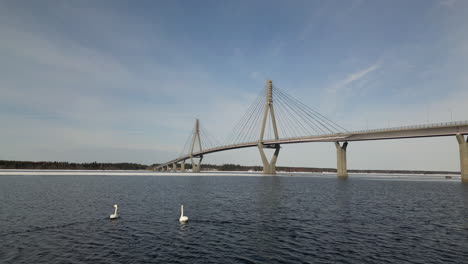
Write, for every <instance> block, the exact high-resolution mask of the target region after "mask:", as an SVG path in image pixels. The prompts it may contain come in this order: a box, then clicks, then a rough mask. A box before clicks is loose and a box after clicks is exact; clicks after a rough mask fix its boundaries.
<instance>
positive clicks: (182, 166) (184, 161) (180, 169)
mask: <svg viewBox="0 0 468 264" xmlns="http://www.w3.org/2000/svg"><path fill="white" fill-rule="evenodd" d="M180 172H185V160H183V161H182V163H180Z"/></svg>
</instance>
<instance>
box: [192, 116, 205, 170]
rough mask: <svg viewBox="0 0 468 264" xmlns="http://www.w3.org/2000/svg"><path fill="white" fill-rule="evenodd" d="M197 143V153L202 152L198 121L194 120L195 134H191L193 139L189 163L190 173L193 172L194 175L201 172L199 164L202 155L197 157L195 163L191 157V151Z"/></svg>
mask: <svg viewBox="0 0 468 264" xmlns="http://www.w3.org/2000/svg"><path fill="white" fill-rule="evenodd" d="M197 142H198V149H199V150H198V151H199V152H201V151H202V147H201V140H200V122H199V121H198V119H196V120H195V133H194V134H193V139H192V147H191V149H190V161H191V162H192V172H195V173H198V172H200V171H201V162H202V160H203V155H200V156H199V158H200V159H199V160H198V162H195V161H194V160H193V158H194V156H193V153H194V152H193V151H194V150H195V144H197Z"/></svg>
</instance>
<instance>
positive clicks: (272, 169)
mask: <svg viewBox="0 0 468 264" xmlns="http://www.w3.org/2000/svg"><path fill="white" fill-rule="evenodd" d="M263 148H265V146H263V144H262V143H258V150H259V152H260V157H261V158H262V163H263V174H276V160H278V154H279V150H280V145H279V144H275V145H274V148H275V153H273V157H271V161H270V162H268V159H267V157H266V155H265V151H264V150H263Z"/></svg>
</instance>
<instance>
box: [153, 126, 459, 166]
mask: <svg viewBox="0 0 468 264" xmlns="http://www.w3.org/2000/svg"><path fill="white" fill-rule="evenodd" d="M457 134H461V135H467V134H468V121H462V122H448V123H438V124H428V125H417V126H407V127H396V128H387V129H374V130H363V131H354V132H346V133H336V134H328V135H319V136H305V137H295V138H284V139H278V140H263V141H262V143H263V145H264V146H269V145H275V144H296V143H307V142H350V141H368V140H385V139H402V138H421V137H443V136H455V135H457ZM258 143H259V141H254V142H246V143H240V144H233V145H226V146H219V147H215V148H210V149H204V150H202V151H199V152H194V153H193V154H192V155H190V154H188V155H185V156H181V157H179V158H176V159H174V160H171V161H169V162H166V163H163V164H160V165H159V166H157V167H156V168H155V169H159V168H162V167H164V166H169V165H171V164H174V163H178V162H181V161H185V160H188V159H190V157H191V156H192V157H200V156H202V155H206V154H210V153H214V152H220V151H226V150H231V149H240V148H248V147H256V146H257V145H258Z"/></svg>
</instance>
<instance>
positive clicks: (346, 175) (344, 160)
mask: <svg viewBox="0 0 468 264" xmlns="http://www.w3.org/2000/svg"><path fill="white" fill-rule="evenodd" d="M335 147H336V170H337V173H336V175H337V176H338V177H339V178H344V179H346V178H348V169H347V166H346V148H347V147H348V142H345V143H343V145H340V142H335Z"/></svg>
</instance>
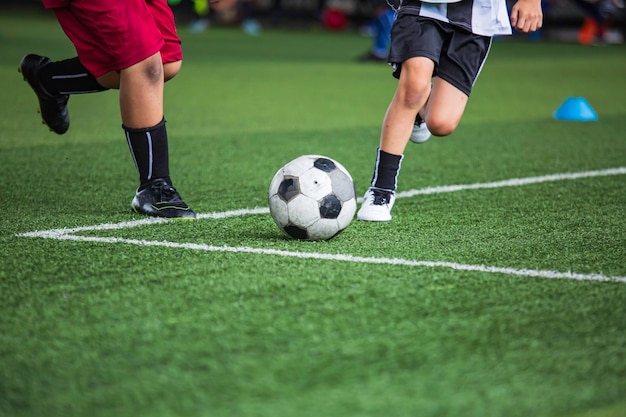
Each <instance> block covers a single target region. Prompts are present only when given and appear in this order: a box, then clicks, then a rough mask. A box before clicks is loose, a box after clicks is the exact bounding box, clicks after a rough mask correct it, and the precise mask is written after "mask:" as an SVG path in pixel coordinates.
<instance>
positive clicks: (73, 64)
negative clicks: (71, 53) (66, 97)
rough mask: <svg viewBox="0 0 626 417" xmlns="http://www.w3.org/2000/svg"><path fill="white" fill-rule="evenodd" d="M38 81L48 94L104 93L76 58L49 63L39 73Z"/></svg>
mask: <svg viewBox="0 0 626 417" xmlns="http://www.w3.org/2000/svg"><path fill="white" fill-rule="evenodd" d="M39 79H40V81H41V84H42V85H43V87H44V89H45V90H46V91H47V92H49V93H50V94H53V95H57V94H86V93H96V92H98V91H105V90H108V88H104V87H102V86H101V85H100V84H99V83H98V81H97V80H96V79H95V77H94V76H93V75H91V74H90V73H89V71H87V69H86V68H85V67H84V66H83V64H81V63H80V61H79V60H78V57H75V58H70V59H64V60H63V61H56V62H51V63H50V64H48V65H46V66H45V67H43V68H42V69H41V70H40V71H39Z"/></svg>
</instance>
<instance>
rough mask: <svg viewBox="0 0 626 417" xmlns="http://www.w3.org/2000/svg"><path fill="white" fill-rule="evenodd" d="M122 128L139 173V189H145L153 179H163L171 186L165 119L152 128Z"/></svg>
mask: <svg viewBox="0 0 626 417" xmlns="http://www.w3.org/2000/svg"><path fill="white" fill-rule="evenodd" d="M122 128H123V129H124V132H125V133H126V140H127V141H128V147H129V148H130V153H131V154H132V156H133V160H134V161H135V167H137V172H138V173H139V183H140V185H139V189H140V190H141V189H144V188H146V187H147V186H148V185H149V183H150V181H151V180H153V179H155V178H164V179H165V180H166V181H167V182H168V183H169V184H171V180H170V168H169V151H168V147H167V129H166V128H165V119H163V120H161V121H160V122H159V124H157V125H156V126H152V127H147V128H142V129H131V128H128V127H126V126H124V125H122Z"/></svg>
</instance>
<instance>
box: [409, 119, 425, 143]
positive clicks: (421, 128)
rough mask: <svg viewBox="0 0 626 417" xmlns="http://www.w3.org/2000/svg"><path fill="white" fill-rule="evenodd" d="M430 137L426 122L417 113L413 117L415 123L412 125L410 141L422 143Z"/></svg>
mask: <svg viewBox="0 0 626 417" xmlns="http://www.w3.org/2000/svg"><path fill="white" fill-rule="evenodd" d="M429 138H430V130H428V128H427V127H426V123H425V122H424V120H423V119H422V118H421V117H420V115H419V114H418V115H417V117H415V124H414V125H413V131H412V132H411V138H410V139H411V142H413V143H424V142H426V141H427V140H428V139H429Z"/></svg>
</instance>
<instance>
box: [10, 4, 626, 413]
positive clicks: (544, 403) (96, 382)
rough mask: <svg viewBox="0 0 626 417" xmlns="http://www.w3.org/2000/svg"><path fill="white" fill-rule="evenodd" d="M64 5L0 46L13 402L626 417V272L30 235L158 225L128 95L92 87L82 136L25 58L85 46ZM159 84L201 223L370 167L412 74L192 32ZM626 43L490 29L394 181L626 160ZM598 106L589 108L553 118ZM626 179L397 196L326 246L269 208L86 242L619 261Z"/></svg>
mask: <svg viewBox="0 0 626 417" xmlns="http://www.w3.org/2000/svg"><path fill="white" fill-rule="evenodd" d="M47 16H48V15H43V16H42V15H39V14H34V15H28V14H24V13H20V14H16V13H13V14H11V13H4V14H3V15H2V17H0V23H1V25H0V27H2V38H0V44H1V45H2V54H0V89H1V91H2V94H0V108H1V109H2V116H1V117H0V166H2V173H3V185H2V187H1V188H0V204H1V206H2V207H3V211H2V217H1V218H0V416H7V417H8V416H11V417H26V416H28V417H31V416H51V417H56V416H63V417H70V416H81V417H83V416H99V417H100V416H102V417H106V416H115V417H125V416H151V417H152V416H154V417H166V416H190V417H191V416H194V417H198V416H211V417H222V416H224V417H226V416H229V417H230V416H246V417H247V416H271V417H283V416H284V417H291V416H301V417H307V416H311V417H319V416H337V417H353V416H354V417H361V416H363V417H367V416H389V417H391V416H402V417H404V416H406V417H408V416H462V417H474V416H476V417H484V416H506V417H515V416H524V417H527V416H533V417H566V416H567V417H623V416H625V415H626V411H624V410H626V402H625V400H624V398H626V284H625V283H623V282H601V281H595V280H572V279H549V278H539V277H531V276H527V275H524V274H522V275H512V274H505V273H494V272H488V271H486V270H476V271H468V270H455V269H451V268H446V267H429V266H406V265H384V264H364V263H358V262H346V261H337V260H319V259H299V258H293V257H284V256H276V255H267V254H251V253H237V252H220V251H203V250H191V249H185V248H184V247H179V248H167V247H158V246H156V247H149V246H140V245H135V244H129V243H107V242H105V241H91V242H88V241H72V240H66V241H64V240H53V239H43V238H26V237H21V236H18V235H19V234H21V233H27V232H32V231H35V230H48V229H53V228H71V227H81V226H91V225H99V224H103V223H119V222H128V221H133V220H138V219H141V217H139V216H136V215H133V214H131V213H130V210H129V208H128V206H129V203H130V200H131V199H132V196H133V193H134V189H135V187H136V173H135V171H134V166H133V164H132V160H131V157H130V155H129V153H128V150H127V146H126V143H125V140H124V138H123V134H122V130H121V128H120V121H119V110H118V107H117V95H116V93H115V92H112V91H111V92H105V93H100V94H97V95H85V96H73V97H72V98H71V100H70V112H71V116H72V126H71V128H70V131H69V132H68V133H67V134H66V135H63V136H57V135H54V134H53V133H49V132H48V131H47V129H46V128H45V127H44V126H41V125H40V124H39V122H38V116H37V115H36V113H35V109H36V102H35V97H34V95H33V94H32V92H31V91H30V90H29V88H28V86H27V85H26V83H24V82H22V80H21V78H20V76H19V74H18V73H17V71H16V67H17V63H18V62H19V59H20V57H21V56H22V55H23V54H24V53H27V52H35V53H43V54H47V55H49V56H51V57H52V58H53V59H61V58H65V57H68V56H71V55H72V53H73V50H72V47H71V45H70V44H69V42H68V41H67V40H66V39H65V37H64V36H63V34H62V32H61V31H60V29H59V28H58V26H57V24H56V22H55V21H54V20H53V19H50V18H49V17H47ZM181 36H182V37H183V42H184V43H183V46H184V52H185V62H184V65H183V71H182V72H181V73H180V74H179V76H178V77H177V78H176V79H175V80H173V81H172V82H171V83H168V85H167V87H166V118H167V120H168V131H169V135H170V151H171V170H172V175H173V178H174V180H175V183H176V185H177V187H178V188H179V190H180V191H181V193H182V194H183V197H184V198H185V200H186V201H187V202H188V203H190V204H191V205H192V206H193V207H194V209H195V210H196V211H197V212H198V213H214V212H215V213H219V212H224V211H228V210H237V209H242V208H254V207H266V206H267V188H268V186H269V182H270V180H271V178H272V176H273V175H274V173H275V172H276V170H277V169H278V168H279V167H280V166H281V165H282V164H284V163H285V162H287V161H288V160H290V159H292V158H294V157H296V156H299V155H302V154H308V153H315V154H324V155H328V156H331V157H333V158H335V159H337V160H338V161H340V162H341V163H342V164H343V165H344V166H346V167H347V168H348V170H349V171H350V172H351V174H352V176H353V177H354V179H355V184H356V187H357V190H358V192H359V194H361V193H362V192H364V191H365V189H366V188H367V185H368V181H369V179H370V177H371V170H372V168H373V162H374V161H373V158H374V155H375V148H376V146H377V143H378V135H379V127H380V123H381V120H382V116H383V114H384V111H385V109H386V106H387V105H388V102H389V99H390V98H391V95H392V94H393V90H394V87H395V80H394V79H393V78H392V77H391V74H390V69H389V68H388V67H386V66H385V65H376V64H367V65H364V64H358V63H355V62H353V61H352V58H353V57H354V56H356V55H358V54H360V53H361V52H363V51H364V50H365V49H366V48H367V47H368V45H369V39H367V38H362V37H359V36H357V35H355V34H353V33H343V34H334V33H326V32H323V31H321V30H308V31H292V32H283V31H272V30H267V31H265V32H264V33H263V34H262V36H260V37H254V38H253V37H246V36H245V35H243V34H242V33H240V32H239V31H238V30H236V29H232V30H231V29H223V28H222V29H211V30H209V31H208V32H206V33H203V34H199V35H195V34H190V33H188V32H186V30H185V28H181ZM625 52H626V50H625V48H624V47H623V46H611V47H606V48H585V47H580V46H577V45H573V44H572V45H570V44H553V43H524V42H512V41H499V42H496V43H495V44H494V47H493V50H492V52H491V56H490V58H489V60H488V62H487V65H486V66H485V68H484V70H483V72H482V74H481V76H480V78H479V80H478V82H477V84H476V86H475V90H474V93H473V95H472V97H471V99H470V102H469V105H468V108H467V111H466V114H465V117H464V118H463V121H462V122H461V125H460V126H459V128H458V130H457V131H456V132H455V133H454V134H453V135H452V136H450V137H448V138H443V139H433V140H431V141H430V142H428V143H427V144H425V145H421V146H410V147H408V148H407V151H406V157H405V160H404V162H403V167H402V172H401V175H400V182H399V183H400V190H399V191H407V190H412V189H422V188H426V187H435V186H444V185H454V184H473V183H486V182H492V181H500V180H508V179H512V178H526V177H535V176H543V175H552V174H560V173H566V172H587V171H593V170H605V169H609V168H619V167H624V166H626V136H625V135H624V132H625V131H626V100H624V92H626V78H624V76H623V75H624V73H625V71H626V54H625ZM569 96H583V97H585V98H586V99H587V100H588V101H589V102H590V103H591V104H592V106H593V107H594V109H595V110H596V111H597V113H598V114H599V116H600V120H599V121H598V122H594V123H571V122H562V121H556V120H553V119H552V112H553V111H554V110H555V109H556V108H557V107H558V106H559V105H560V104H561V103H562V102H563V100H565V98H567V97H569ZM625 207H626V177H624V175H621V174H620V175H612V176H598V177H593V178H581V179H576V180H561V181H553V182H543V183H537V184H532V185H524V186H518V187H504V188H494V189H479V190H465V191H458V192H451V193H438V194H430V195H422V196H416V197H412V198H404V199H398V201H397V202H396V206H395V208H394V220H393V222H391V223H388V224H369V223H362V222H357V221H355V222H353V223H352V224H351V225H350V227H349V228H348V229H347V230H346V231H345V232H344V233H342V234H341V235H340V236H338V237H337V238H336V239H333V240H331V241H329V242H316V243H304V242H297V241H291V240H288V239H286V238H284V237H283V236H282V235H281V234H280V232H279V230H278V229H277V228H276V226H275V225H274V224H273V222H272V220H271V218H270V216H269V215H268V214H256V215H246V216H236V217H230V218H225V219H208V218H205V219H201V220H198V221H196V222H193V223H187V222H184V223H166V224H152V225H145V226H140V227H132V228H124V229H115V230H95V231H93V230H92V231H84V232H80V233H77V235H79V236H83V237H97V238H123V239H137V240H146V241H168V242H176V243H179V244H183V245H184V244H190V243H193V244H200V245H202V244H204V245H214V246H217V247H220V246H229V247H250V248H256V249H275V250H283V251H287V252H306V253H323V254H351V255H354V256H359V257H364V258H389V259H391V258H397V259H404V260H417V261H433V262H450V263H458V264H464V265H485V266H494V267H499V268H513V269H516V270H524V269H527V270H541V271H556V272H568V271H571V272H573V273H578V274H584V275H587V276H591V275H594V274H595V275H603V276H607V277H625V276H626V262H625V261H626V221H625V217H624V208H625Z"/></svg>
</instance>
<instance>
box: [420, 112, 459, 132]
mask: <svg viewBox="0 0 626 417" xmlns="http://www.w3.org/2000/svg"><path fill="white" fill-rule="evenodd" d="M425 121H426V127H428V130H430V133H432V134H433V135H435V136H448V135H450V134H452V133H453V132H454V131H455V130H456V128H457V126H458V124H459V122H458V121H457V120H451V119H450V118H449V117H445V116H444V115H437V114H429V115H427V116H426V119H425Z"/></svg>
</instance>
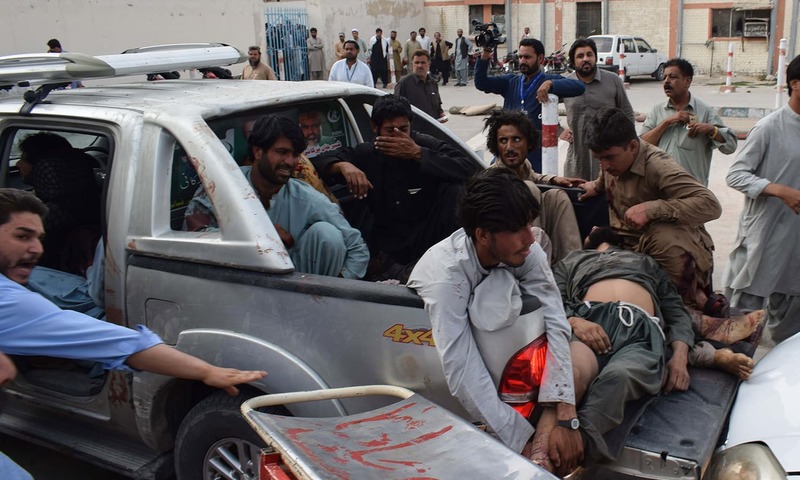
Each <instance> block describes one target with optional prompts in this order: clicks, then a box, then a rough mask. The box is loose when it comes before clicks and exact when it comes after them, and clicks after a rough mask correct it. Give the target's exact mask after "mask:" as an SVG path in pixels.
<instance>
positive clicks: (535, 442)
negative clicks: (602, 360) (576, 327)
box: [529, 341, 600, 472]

WHAT YOU SHOULD DO:
Please gather every line of the records above that contains the string "negative", with case taken into account.

EXERCISE RESPONSE:
negative clicks: (71, 53) (66, 97)
negative clicks: (602, 360) (576, 327)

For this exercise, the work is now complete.